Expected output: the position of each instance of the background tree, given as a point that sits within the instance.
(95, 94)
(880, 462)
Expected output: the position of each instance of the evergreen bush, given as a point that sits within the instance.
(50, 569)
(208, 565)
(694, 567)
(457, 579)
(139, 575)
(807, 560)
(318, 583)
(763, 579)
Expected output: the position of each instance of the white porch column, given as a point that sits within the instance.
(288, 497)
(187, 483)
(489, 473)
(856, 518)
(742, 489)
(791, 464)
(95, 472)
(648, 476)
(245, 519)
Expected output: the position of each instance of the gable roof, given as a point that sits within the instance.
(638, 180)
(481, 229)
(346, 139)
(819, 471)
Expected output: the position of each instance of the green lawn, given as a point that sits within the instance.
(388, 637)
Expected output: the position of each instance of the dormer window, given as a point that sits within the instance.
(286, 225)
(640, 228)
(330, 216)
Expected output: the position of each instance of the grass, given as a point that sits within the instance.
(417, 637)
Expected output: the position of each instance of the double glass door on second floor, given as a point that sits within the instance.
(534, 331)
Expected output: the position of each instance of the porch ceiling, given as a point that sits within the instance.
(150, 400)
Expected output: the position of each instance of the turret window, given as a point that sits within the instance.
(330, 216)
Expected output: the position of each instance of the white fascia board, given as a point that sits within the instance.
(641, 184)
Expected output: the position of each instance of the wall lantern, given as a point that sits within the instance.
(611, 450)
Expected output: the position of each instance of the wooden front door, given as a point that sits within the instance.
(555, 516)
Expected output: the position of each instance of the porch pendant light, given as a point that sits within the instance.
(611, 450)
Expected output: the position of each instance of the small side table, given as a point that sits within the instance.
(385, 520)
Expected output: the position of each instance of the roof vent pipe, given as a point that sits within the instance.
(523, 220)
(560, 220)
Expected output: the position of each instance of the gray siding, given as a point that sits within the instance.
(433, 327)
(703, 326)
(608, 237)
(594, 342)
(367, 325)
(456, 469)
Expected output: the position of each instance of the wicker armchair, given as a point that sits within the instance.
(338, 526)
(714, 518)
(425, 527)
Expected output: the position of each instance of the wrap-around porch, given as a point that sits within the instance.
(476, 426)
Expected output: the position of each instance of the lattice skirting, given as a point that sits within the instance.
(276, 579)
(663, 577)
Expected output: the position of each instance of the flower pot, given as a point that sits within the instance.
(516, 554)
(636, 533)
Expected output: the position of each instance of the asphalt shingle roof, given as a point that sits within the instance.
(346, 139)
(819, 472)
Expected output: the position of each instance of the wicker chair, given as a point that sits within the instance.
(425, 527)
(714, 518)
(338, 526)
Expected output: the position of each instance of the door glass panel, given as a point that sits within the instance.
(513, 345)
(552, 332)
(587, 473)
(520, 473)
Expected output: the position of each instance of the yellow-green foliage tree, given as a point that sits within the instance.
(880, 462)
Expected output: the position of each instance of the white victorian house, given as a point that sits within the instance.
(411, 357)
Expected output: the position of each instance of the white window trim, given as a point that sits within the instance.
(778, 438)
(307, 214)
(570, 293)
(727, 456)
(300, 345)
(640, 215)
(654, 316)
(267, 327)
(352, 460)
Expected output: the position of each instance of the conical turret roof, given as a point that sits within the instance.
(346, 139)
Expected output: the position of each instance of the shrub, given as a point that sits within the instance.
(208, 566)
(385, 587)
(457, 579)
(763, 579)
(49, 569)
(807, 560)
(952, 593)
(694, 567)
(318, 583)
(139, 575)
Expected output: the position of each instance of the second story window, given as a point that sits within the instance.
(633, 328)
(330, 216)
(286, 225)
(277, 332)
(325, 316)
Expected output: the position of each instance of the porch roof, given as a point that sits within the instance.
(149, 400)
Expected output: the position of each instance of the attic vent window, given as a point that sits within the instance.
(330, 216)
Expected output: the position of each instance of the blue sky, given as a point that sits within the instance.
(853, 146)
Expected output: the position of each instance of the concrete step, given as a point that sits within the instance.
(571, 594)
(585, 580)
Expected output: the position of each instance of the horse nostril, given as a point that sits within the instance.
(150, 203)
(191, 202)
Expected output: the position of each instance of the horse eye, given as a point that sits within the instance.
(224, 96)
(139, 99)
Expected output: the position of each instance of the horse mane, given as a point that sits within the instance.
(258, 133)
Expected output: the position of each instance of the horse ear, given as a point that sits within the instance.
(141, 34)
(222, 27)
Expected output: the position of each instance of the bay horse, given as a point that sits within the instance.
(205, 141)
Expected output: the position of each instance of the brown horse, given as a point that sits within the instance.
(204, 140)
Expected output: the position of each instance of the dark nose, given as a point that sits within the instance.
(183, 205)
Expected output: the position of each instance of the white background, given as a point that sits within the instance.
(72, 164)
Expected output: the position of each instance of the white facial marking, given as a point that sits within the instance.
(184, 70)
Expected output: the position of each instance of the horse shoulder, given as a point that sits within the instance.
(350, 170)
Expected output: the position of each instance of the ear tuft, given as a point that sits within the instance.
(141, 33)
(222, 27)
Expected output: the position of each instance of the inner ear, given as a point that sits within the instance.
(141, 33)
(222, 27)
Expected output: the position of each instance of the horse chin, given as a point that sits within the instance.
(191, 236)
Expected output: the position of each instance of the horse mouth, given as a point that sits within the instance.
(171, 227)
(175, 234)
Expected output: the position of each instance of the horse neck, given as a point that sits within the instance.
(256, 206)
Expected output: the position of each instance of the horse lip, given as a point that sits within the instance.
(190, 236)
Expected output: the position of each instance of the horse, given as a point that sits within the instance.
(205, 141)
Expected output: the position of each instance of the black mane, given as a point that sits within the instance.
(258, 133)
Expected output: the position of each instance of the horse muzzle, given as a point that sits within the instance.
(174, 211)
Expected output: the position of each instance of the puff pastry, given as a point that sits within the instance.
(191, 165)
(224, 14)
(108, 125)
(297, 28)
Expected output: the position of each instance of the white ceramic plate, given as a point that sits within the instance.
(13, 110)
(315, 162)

- Goal of the exercise
Update the lines from the one containing "horse mouth, given" through the last line, replacing "puff pastry" with "croissant" and leaving everything else unchanged.

- Finished answer
Expected output: the position of each instance of the horse mouth, given as a point that sits within the instance.
(171, 227)
(175, 234)
Expected output: the position of each instance of the horse neck, given as a point that sits within the instance.
(256, 206)
Expected output: the position of each instance of the horse lip, given as a point that sits within the instance.
(190, 236)
Expected output: the position of each instance of the horse, given as a point that sits within the instance.
(205, 141)
Expected output: the position of each instance of the black mane, given as a point that sits within the instance.
(258, 133)
Expected output: the position of each instance of the horse muzzle, given as a point that sits within the instance.
(174, 211)
Expected output: the position of each instance of the croissant, given as a point that sits within the instance.
(191, 165)
(224, 14)
(108, 125)
(297, 28)
Expected output: the position of each instance of the white ceramic plate, given as a point that sits within the instance.
(13, 110)
(315, 162)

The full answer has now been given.